> _Task details_
Switch "Target" to "Label" wherever it occurs in the records below, and reproduce every line otherwise unchanged. Leave the pictures out of your answer.

> _Records provided_
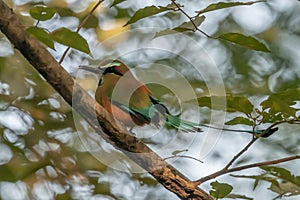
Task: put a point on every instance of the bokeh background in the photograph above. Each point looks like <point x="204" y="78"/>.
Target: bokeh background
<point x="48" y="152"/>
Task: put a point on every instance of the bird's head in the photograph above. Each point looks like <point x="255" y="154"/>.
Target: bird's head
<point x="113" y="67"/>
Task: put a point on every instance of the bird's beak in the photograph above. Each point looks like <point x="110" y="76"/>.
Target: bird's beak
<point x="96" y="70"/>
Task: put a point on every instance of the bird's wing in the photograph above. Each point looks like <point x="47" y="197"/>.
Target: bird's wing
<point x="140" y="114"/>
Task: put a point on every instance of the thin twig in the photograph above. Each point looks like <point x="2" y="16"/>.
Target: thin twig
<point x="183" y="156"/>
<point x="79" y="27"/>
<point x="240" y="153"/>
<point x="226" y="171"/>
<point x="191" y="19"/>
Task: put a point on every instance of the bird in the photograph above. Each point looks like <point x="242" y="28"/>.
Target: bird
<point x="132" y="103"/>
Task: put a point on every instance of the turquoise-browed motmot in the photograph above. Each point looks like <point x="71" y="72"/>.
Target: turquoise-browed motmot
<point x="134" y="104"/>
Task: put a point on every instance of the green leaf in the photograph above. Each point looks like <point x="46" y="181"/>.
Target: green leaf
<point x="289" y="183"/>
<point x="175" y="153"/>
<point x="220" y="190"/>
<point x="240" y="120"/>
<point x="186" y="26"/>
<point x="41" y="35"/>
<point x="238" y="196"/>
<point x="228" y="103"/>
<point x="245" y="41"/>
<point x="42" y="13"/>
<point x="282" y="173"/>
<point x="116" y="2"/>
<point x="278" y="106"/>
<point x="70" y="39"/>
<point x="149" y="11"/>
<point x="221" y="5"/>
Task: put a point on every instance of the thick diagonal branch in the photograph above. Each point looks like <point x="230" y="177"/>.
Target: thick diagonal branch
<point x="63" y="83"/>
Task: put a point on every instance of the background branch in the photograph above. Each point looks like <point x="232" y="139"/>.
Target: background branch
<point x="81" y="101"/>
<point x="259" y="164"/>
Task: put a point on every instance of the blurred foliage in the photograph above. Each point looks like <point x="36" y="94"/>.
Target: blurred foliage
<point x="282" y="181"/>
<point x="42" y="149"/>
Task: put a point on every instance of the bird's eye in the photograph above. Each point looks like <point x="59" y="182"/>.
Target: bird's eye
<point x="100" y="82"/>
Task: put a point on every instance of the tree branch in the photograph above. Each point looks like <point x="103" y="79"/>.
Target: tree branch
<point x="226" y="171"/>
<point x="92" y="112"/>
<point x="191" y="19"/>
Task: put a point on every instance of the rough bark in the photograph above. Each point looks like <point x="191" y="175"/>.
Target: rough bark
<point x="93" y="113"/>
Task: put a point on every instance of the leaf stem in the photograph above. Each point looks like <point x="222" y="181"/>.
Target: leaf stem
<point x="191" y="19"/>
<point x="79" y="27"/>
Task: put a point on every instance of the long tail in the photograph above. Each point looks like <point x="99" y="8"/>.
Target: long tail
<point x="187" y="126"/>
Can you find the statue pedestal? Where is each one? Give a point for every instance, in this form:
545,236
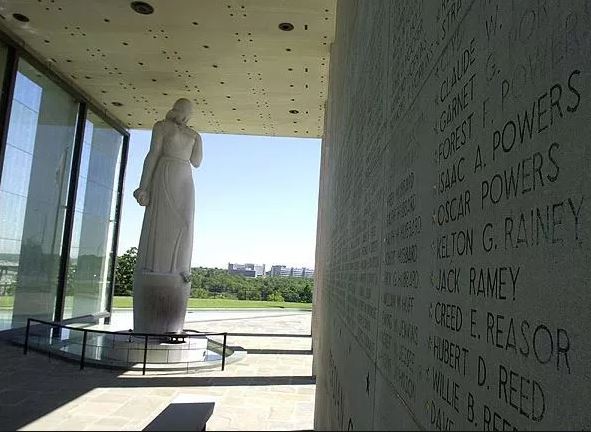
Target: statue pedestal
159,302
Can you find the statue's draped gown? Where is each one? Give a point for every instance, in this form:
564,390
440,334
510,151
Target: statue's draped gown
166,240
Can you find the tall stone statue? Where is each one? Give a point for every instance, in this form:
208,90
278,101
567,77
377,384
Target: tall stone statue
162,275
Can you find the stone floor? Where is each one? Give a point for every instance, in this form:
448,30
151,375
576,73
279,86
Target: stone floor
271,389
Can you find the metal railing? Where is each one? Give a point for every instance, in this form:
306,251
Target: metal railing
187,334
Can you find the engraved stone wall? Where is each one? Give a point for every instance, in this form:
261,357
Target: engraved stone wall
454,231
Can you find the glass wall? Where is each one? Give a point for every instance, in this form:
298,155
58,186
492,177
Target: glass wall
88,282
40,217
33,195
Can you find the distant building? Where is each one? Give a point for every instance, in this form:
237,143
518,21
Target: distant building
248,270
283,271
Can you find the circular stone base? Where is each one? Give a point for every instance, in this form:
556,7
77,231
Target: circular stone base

> _Completed task_
Task: put a point on every instance of the bokeh background in the photograph above. Each point looks like <point x="204" y="78"/>.
Label: bokeh background
<point x="48" y="152"/>
Task: put a point on every instance of the bird's head in the photograph above. Each point looks like <point x="255" y="154"/>.
Label: bird's head
<point x="113" y="67"/>
Task: put a point on every instance of the bird's beak in the photograph above. Each point looks like <point x="110" y="76"/>.
Label: bird's beak
<point x="96" y="70"/>
Task: put a point on every instance of the bird's wing in the photograph above. Each point looks like <point x="47" y="197"/>.
Label: bird's wing
<point x="140" y="114"/>
Task: put a point on every instance of the thin twig in the photograph above. Each point looks like <point x="2" y="16"/>.
Label: thin twig
<point x="183" y="156"/>
<point x="79" y="27"/>
<point x="240" y="153"/>
<point x="226" y="171"/>
<point x="191" y="19"/>
Task: put a point on every instance of the bird in the photograph above. Each point looks like <point x="242" y="28"/>.
Label: bird
<point x="132" y="103"/>
Task: put a point on every instance of the turquoise-browed motmot in the photograph above. Each point looks like <point x="71" y="72"/>.
Label: turquoise-browed motmot
<point x="134" y="104"/>
Task: put a point on every instance of the green leaf in the photograph above. Each point looks like <point x="46" y="181"/>.
Label: green leaf
<point x="289" y="183"/>
<point x="175" y="153"/>
<point x="220" y="190"/>
<point x="240" y="120"/>
<point x="186" y="26"/>
<point x="41" y="35"/>
<point x="238" y="196"/>
<point x="228" y="103"/>
<point x="245" y="41"/>
<point x="42" y="13"/>
<point x="282" y="173"/>
<point x="116" y="2"/>
<point x="278" y="106"/>
<point x="70" y="39"/>
<point x="149" y="11"/>
<point x="221" y="5"/>
Task: put a point on every instance of the thick diagonal branch in the photograph above. Each point looks like <point x="230" y="177"/>.
Label: thick diagonal branch
<point x="63" y="83"/>
Task: put a point on every instance of the background branch in the photograph above. Each point looks like <point x="232" y="139"/>.
Label: background branch
<point x="81" y="101"/>
<point x="259" y="164"/>
Task: put a point on every instance of the blurred foliage in the photograph above. Each point looks like <point x="36" y="94"/>.
Label: blurred foliage
<point x="282" y="181"/>
<point x="42" y="149"/>
Task: put a point on every instance of the bird's eye in the photograph above. Each point looks like <point x="59" y="182"/>.
Label: bird's eye
<point x="100" y="82"/>
Task: put a point on every instance of the tree branch in the photograph above. Each point looks like <point x="103" y="79"/>.
Label: tree branch
<point x="226" y="171"/>
<point x="92" y="112"/>
<point x="191" y="19"/>
Task: put a point on every instance of the rough bark in the photograph above. Each point looks like <point x="191" y="175"/>.
Label: rough bark
<point x="93" y="113"/>
Task: put a point on every instance of the leaf stem in the photograph above. Each point looks like <point x="222" y="181"/>.
Label: leaf stem
<point x="191" y="19"/>
<point x="79" y="27"/>
Task: put a point on every instance of the long tail in the photograph above. Each point looks like <point x="99" y="8"/>.
Label: long tail
<point x="187" y="126"/>
Can you find the statue pedestal? Where is each one? Give a point for every instance, in this form:
545,236
Label: statue pedestal
159,302
Can you find the statue's draped gown? Where is each one? Give a point for every instance, in this form:
564,390
440,334
510,151
Label: statue's draped gown
166,240
Can you find the tall stone statue? Where is each one? Give a point for every instance, in this form:
208,90
278,101
567,77
377,384
Label: tall stone statue
162,275
Can you find the stone floor? Where is each one? Give a point for every instance, in this form:
448,30
151,375
576,73
279,86
Label: stone floor
271,389
Can you find the metal railing? Where is each one? Give a point for every instance, in this form:
306,251
Label: metal railing
187,334
Can you find the engraved stone wall? Where is each one? Give a point for every instance, in this form:
261,357
Label: engraved stone wall
454,231
Can you find the glass wall? Where is each one? Give a point for every instance, in this form:
298,155
58,186
492,177
Label: glass wall
88,282
40,217
33,195
Can you find the distant building? Where is each one? Give a point for every instance, in this form:
237,143
518,21
Label: distant building
248,270
283,271
Can you find the circular stone base? Where is each one? Give a point for every instance, in this form:
556,7
77,231
Label: circular stone base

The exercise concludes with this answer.